## Instruksi Kerja
Tolong tuliskan lanjutan berita tentang desakan agar Pemprov DKI memberdayakan UMKM dan sektor informal, dimulai sesudah kalimat terakhirnya.

## Kutipan untuk Dibaca
::::

Harus ada keberpihakan dari Pemprov DKI
Jakarta (ANTARA) - Anggota DPRD DKI Jakarta Gilbert Simanjuntak mendorong Pemprov DKI berdayakan UMKM dan sektor informal untuk mencegah pertambahan penduduk miskin sesuai temuan BPS yang menyebut sebagai dampak dari pandemi.

Menurut Gilbert, harus ada keberpihakan dari Pemprov DKI terhadap mereka yang paling terdampak, seperti buruh harian (sektor informal), pedagang kecil (UMKM), dan pengusaha hotel/ restoran/ hiburan.

"Harus ada keberpihakan dari Pemprov DKI, itu datanya bisa diminta dari BPS DKI. Ini harus diberi stimulus positif dan Bappeda harus diisi dengan orang yang kompeten," kata Gilbert saat dihubungi di Jakarta, Jumat.

Baca juga: Peneliti: Efektivitas bantuan sosial sangat tergantung akurasi data

Lebih lanjut, Gilbert mengatakan fenomena penduduk miskin akibat pandemi COVID-19 ini dialami oleh semua provinsi dan yang paling terdampak adalah sektor perekonomian informal dan Usaha Mikro, Kecil dan Menengah (UMKM), namun sektor tersebut hampir tidak ada "sentuhan" berarti dari Pemprov DKI Jakarta.

"Sektor informal hampir tidak ada sentuhan berarti di DKI. UMKM juga hampir tidak ada. Alokasi dari APBD DKI, malah yang ada dari Pusat. Artinya kalau tidak ada usaha untuk mengurangi kemiskinan, maka akan naik di tahun-tahun mendatang," ucapnya.

::::

## Data yang Disediakan
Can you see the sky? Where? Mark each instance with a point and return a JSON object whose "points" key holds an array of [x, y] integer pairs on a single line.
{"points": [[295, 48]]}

::::

## Hasil Latihan
Bantuan dari pemerintah pusat yang berupa Bantuan Presiden Produktif Usaha Mikro (BPUM) atau BLT UMKM yang dicairkan melalui Bank BRI yang hingga Desember 2020 sudah mencapai Rp18,7 triliun pada 7,8 juta penerima, disebutkan Gilbert, tidak akan cukup untuk menanggulangi dampak dari pandemi, karenanya harus ada peran serta Pemprov DKI.

Baca juga: Peneliti sebut digitalisasi usaha mikro dapat kurangi angka kemiskinan

"Pemprov bisa mengisinya dengan program lain, misalkan tempat usaha yang lebih kondusif bagi situasi pandemi, membantu pemasaran dan peningkatan kualitas produknya," ucap Gilbert.

Gilbert menekankan pada Pemprov DKI agar pengalokasian anggaran menyentuh masyarakat kecil dan tidak hanya mengarahkannya pada proyek-proyek "mercusuar" yang tidak langsung menyentuh masyarakat umum.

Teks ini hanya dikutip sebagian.